DATA RECORDS:
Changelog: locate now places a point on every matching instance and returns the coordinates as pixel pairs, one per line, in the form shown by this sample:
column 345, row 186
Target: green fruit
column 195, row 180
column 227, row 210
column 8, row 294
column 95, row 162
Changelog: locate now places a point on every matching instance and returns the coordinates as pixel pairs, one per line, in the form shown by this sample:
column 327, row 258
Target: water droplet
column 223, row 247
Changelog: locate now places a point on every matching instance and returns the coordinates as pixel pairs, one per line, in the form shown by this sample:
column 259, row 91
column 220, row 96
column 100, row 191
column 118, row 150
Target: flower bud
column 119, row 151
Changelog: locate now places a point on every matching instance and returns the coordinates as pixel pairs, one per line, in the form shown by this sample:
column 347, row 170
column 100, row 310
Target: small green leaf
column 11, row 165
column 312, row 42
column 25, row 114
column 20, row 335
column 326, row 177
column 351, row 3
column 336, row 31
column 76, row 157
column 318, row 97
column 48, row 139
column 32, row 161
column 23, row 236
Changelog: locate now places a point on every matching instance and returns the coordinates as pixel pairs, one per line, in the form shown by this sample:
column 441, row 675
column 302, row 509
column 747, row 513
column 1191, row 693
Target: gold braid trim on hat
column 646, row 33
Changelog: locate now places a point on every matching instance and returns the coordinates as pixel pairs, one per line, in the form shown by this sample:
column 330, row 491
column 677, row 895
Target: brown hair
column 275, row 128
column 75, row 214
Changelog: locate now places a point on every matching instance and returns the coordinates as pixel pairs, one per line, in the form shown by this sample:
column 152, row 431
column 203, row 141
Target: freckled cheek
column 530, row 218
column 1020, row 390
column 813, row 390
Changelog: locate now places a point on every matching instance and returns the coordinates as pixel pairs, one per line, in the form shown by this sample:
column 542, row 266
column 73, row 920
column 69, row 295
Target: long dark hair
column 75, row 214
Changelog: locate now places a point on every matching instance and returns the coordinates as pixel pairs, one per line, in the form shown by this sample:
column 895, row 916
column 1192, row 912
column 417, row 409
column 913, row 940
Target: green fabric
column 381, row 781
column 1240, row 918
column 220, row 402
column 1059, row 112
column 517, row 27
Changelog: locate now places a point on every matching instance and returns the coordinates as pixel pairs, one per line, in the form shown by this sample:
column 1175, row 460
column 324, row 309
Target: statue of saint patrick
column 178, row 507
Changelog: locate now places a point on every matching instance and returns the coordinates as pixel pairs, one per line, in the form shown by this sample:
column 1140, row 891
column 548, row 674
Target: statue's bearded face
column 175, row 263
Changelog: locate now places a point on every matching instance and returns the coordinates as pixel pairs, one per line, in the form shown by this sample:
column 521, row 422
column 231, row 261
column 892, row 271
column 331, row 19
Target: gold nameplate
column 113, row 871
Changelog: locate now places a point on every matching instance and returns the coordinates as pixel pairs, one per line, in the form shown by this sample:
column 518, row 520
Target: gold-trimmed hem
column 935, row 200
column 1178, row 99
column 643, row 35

GIVEN TASK: Extract the full listing above without altering anything.

RESULT:
Changelog: locate now places a point on every matching instance and returns the coordinates as pixel pairs, one per line, in the form shown by this sample:
column 345, row 186
Target: green fruit
column 195, row 180
column 227, row 210
column 8, row 294
column 95, row 162
Changelog: locate now places a point on every matching instance and returns the coordinates as pixel pairs, one per line, in the form shown by this sample:
column 327, row 258
Target: water droplet
column 223, row 247
Changelog: locate now places a point on every matching instance and returns the coordinates as pixel pairs, one per line, in the form shown by this sample:
column 259, row 91
column 220, row 96
column 100, row 191
column 118, row 150
Target: flower bud
column 119, row 151
Changelog: locate now places a point on every matching instance and returns the coordinates as pixel pairs, one per line, in the form shown by this sample:
column 347, row 170
column 100, row 310
Target: small green leaf
column 11, row 165
column 312, row 42
column 25, row 114
column 20, row 335
column 326, row 177
column 351, row 3
column 336, row 31
column 76, row 157
column 318, row 97
column 48, row 139
column 32, row 161
column 23, row 236
Changelog: locate now places a point on every matching instance and returns the coordinates as pixel pairs, one per line, in the form shown by this sample:
column 441, row 675
column 302, row 509
column 747, row 513
column 1191, row 693
Target: gold braid trim on hat
column 646, row 33
Changelog: locate now places a point on every matching instance and returns the coordinates as pixel pairs, one per line, in the form shown by this sample:
column 330, row 491
column 677, row 895
Target: brown hair
column 275, row 128
column 75, row 214
Changelog: locate now places a point on every matching instance and returns the coordinates as pixel pairs, one per line, in the form shown by this sample:
column 152, row 431
column 203, row 141
Target: freckled cheek
column 530, row 218
column 1020, row 390
column 813, row 390
Changelog: locate now places a point on every matching instance and returns the coordinates as pixel pairs, one per line, in the form shown by this sample:
column 542, row 266
column 73, row 920
column 69, row 295
Target: long dark hair
column 75, row 214
Changelog: locate now places a point on every matching instance and returns the coordinates as pixel pairs, one per line, in the form shown by this sample:
column 895, row 916
column 1192, row 912
column 417, row 409
column 913, row 940
Target: green fabric
column 381, row 781
column 1240, row 918
column 220, row 402
column 1059, row 112
column 517, row 27
Changelog: locate now places a point on every matching instance and returns the coordinates as pixel pairs, one per line, in the form shown by this sample:
column 1175, row 460
column 324, row 309
Target: statue of saint patrick
column 178, row 507
Changelog: locate now places a point on every matching instance and returns the coordinates as pixel pairs, one per line, in the form shown by this sample:
column 1140, row 891
column 548, row 674
Target: statue's bearded face
column 175, row 263
Changelog: locate now places a point on every matching instance and returns the coordinates as pixel pairs, one per line, in the form shown by this sample:
column 521, row 422
column 231, row 261
column 892, row 271
column 331, row 19
Target: gold nameplate
column 113, row 871
Changelog: locate now places a point on every matching instance and returns the coordinates as pixel pairs, one per line, in the form shown by this sample:
column 518, row 520
Target: gold-trimmed hem
column 935, row 200
column 1178, row 99
column 643, row 35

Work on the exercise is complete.